%%
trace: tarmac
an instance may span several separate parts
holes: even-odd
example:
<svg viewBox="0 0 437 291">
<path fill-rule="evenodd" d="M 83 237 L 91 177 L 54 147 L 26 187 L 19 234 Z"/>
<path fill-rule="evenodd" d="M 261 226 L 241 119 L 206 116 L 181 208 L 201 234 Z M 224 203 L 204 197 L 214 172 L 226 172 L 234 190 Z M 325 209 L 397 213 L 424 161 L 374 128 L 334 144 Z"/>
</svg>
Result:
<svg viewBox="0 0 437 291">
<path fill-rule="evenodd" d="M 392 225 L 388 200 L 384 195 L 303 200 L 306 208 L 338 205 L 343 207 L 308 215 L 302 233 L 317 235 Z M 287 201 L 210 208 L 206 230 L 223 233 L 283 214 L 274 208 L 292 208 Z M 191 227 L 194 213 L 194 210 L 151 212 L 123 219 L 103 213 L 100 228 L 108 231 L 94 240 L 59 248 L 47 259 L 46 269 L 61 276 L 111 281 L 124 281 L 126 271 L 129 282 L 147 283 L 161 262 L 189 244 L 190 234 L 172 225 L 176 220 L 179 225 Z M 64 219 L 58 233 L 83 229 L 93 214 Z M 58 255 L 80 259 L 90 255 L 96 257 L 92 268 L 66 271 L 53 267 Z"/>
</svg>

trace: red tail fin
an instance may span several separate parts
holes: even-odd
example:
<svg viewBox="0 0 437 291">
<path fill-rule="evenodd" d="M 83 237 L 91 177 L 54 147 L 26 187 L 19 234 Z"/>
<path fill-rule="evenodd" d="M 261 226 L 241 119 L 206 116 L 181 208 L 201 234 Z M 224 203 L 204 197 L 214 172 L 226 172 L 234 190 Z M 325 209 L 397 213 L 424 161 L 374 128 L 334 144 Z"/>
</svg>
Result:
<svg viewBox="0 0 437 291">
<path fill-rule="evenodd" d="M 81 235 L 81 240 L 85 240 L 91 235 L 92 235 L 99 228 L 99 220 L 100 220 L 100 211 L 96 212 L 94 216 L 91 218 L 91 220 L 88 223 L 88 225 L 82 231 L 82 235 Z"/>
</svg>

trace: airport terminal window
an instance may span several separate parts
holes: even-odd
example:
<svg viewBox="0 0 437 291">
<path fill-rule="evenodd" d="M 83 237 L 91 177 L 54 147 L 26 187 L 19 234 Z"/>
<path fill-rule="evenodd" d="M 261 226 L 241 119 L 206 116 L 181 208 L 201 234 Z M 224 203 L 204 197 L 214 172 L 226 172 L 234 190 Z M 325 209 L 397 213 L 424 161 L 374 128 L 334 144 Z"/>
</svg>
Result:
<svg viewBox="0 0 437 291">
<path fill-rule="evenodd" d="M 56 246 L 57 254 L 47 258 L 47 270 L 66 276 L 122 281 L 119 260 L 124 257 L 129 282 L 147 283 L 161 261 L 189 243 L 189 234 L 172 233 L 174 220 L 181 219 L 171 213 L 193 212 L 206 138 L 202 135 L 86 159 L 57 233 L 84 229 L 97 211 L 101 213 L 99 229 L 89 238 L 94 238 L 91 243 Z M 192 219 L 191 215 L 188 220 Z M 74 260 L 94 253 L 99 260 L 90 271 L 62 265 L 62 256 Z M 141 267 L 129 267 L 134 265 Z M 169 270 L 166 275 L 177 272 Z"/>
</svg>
%%
Written task: Reproduce every line of the records above, character for character, without adding, dropping, or changing anything.

Exercise answer:
trace: tarmac
an instance may span several separate parts
holes: even-odd
example:
<svg viewBox="0 0 437 291">
<path fill-rule="evenodd" d="M 83 237 L 91 177 L 54 147 L 26 187 L 19 234 Z"/>
<path fill-rule="evenodd" d="M 261 226 L 241 119 L 206 116 L 181 208 L 201 234 Z M 224 203 L 204 197 L 214 172 L 226 172 L 234 190 Z M 325 209 L 397 213 L 424 161 L 374 128 L 334 144 Z"/>
</svg>
Result:
<svg viewBox="0 0 437 291">
<path fill-rule="evenodd" d="M 392 225 L 388 200 L 384 195 L 303 200 L 306 208 L 338 205 L 343 207 L 308 215 L 302 233 L 317 235 Z M 287 201 L 210 208 L 206 230 L 223 233 L 283 214 L 274 208 L 292 208 Z M 191 227 L 194 213 L 194 210 L 151 212 L 123 219 L 103 213 L 100 228 L 108 231 L 94 240 L 59 248 L 47 259 L 46 269 L 61 276 L 111 281 L 124 281 L 126 271 L 129 282 L 147 283 L 161 262 L 189 244 L 190 234 L 172 225 L 176 220 L 179 225 Z M 64 219 L 58 233 L 83 229 L 93 214 Z M 58 255 L 80 259 L 90 255 L 96 257 L 92 268 L 66 271 L 53 267 Z"/>
</svg>

trace: red tail fin
an instance may span several separate parts
holes: even-odd
example:
<svg viewBox="0 0 437 291">
<path fill-rule="evenodd" d="M 83 237 L 91 177 L 54 147 L 26 187 L 19 234 Z"/>
<path fill-rule="evenodd" d="M 261 226 L 241 119 L 206 116 L 181 208 L 201 234 Z M 224 203 L 204 197 L 214 172 L 226 172 L 234 190 Z M 325 209 L 397 213 L 424 161 L 374 128 L 334 144 Z"/>
</svg>
Result:
<svg viewBox="0 0 437 291">
<path fill-rule="evenodd" d="M 81 235 L 81 240 L 85 240 L 91 235 L 92 235 L 99 228 L 99 220 L 100 220 L 100 211 L 96 212 L 94 216 L 91 218 L 91 220 L 88 223 L 88 225 L 82 231 L 82 235 Z"/>
</svg>

trace: airport terminal window
an instance may span several separate parts
holes: even-odd
example:
<svg viewBox="0 0 437 291">
<path fill-rule="evenodd" d="M 83 237 L 91 177 L 54 147 L 26 187 L 19 234 Z"/>
<path fill-rule="evenodd" d="M 261 226 L 241 119 L 206 116 L 181 208 L 201 234 Z M 224 203 L 204 197 L 214 172 L 226 172 L 234 190 Z M 325 209 L 397 213 L 424 161 L 374 128 L 334 144 Z"/>
</svg>
Result:
<svg viewBox="0 0 437 291">
<path fill-rule="evenodd" d="M 56 246 L 57 254 L 47 258 L 47 270 L 66 276 L 122 281 L 119 260 L 124 257 L 129 282 L 147 283 L 161 261 L 189 243 L 189 234 L 172 233 L 174 220 L 181 219 L 171 213 L 193 212 L 206 138 L 202 135 L 86 159 L 57 233 L 84 229 L 97 211 L 101 213 L 99 229 L 89 238 L 94 238 L 91 243 Z M 192 219 L 191 215 L 188 220 Z M 74 260 L 94 253 L 99 260 L 90 271 L 62 265 L 62 256 Z M 141 267 L 129 267 L 134 265 Z M 169 270 L 166 275 L 177 272 Z"/>
</svg>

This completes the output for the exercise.